▶ _Passage to read_:
** Start **

# VeriSiCC Deliverable L4.1-4.2 Test Vectors

CALL: FUI25 NAME OF THIS PROJECT: VERISICC

## Leader of this deliverable

- Partner: IDEMIA
- Contact name: Aurélien Greuet
- Contact information: aurelien.greuet@idemia.com

## Leader of the project

- Company: CryptoExperts
- Contact name: Sonia Belaïd
- Contact information: sonia.belaid@cryptoexperts.com, 06 68 75 30 66

## **Partners**

- SMEs: CryptoExperts and NinjaLab
- Big Business: IDEMIA
- Public Institutions: INRIA, ANSSI, and Université du Luxembourg

# Table of contents

| 1 | Intro | oduction                                   | 3 |
|---|-------|--------------------------------------------|---|
|   | 1.1   | Purpose                                    | 3 |
|   | 1.2   | Notations                                  | 3 |
| 2 | Imp   | lementation choices                        | 4 |
|   | 2.1   | Algorithm                                  | 4 |
|   | 2.2   | Target                                     | 4 |
|   | 2.3   | Security Order                             | 4 |
| 3 | PRE   | SENT S-Box Implementations                 | 4 |
|   | 3.1   | Unprotected LUT Implementation             | 4 |
|   | 3.2   | Inria Unprotected Bitsliced Implementation | 4 |
|   |       | 3.2.1 Data Representation                  | 5 |
|   | 3.3   | Tornado Implementation                     | 5 |
|   |       | 3.3.1 Tool Description                     | 5 |
|   |       | 3.3.2 Masking Order                        | 5 |
|   |       | 3.3.3 Data Representation                  | 5 |
|   |       | 3.3.4 Random Generation                    | 5 |
|   | 3.4   | Inria Implementation                       | 5 |
|   |       | 3.4.1 Tool Description                     | 5 |
|   |       | 3.4.2 Masking Order                        | 6 |
|   |       | 3.4.3 Data Representation                  | 6 |
|   |       | 3.4.4 Random Generation                    | 6 |
| 4 | Test  | t Vectors Description                      | 6 |
|   | 4.1   | Harmonization                              | 6 |
|   | 4.2   | Masking Order                              | 7 |
|   | 4.3   | Data Representation                        | 7 |
|   | 4.4   | Random Generation                          | 8 |

## 1. Introduction

### 1.1. Purpose

This deliverable describe the test vectors developed and used for tasks 4.1 and 4.2. Since these tasks overlap on some points, we decide to write one deliverable for both.

** End **

Records from a data collection

** Start **

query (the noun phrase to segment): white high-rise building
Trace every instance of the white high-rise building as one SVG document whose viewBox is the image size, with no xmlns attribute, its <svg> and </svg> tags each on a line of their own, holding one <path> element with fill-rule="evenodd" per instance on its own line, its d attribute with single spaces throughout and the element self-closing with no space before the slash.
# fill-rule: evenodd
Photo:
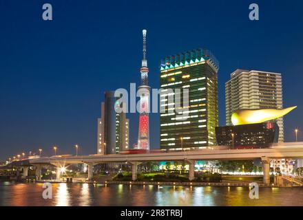
<svg viewBox="0 0 303 220">
<path fill-rule="evenodd" d="M 281 74 L 258 70 L 236 69 L 225 83 L 226 124 L 238 109 L 282 109 Z M 278 142 L 284 142 L 283 118 L 276 120 Z"/>
</svg>

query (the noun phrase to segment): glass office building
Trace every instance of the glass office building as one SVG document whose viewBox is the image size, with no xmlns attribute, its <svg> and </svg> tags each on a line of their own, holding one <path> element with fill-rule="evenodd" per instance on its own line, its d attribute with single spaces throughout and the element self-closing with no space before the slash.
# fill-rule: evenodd
<svg viewBox="0 0 303 220">
<path fill-rule="evenodd" d="M 218 69 L 218 60 L 205 49 L 161 60 L 160 104 L 165 109 L 160 113 L 161 148 L 189 150 L 216 144 Z M 185 89 L 189 91 L 187 106 Z M 171 98 L 173 102 L 169 102 Z M 176 104 L 177 102 L 180 105 Z M 180 115 L 178 110 L 184 111 L 183 114 Z"/>
<path fill-rule="evenodd" d="M 115 154 L 129 148 L 129 121 L 125 113 L 117 113 L 121 106 L 114 91 L 105 92 L 101 118 L 98 119 L 97 154 Z"/>
</svg>

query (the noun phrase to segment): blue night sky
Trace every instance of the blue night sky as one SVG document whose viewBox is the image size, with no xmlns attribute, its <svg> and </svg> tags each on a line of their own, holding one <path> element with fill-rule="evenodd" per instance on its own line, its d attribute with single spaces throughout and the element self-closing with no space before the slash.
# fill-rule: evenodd
<svg viewBox="0 0 303 220">
<path fill-rule="evenodd" d="M 43 3 L 53 21 L 41 18 Z M 258 3 L 260 21 L 249 19 Z M 220 124 L 224 83 L 237 68 L 282 74 L 285 139 L 303 130 L 302 1 L 0 1 L 0 160 L 52 146 L 59 153 L 96 152 L 103 92 L 140 82 L 142 32 L 147 29 L 149 84 L 159 87 L 160 58 L 209 49 L 219 60 Z M 129 114 L 131 144 L 138 115 Z M 151 146 L 159 146 L 159 115 L 151 115 Z M 299 133 L 303 140 L 303 134 Z"/>
</svg>

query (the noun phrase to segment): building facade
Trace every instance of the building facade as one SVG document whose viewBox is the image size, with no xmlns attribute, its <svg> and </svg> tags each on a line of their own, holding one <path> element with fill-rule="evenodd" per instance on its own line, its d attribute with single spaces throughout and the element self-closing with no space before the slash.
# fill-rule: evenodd
<svg viewBox="0 0 303 220">
<path fill-rule="evenodd" d="M 106 91 L 101 104 L 101 118 L 98 119 L 97 154 L 115 154 L 129 148 L 129 121 L 125 113 L 117 113 L 120 106 L 114 91 Z"/>
<path fill-rule="evenodd" d="M 271 122 L 217 126 L 216 136 L 218 145 L 230 148 L 267 148 L 273 146 L 276 129 L 278 125 Z"/>
<path fill-rule="evenodd" d="M 226 124 L 238 109 L 282 109 L 282 84 L 280 74 L 236 69 L 225 83 Z M 284 142 L 283 118 L 276 120 L 278 142 Z"/>
<path fill-rule="evenodd" d="M 218 69 L 218 60 L 205 49 L 161 60 L 160 105 L 165 110 L 160 113 L 161 148 L 178 151 L 216 144 Z M 185 89 L 189 91 L 188 106 L 185 106 L 183 100 Z M 168 101 L 171 98 L 169 96 L 173 97 L 173 103 Z M 178 106 L 177 102 L 180 103 Z M 178 111 L 184 109 L 188 109 L 187 115 L 180 117 Z"/>
</svg>

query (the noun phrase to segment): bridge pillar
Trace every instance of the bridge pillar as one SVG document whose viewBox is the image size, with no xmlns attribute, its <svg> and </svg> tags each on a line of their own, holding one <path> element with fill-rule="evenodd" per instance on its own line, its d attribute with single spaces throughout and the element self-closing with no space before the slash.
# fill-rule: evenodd
<svg viewBox="0 0 303 220">
<path fill-rule="evenodd" d="M 263 166 L 263 184 L 269 184 L 271 183 L 269 175 L 269 158 L 267 157 L 262 157 L 261 160 Z"/>
<path fill-rule="evenodd" d="M 23 178 L 26 177 L 27 176 L 28 176 L 28 166 L 23 166 L 22 168 L 22 169 L 23 170 L 23 172 L 22 173 L 22 177 Z"/>
<path fill-rule="evenodd" d="M 41 165 L 40 165 L 40 164 L 36 165 L 35 174 L 36 174 L 36 179 L 41 180 Z"/>
<path fill-rule="evenodd" d="M 94 176 L 93 172 L 92 172 L 92 168 L 94 166 L 94 164 L 92 163 L 87 163 L 88 166 L 87 168 L 87 180 L 92 180 Z"/>
<path fill-rule="evenodd" d="M 61 179 L 61 169 L 59 165 L 56 166 L 56 179 L 60 180 Z"/>
<path fill-rule="evenodd" d="M 132 180 L 136 181 L 138 179 L 138 165 L 141 164 L 140 162 L 130 162 L 132 164 Z"/>
<path fill-rule="evenodd" d="M 195 161 L 194 160 L 187 160 L 189 165 L 189 181 L 192 181 L 195 179 Z"/>
</svg>

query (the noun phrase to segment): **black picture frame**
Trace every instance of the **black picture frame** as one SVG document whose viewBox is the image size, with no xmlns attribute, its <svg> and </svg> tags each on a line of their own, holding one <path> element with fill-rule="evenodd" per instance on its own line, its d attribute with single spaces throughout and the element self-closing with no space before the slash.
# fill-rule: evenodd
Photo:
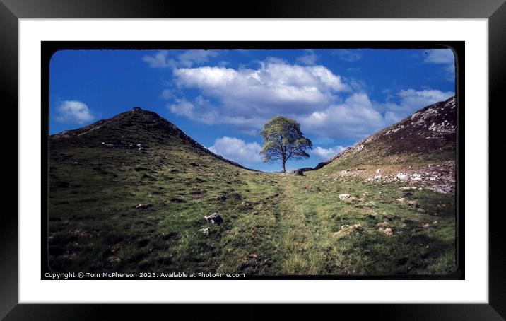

** End **

▶ _Direction A_: Extract the passage of the VeriSiCC deliverable from "This deliverable describe" to "deliverable for both.".
▶ _Direction B_: In the listing, reproduce only the lines from the line with "query (the noun phrase to segment): building" to the line with "L 282 109 L", both included and with the requests kept. Multiply every coordinate and viewBox dimension in the answers by 0.65 and round each result to a whole number, with halves rounded up.

▶ _Reply A_:
This deliverable describe the test vectors developed and used for tasks 4.1 and 4.2. Since these tasks overlap on some points, we decide to write one deliverable for both.

▶ _Reply B_:
query (the noun phrase to segment): building facade
Trace every instance of the building facade as one SVG document whose viewBox is the image size, with no xmlns attribute, its <svg> and </svg> tags each on a line of their own, holding one <path> element with fill-rule="evenodd" per instance on its own line, its d attribute with single spaces throughout and the element self-closing with no space before the slash.
# fill-rule: evenodd
<svg viewBox="0 0 197 143">
<path fill-rule="evenodd" d="M 69 59 L 66 68 L 66 77 L 64 77 L 63 100 L 75 100 L 84 96 L 84 79 L 81 73 L 76 73 L 78 69 L 74 59 Z"/>
<path fill-rule="evenodd" d="M 176 79 L 141 82 L 140 88 L 142 94 L 150 96 L 174 96 L 177 95 L 179 84 L 181 81 Z"/>
<path fill-rule="evenodd" d="M 147 81 L 155 71 L 183 71 L 183 55 L 182 48 L 153 45 L 146 54 Z M 185 92 L 184 77 L 179 78 L 181 92 Z"/>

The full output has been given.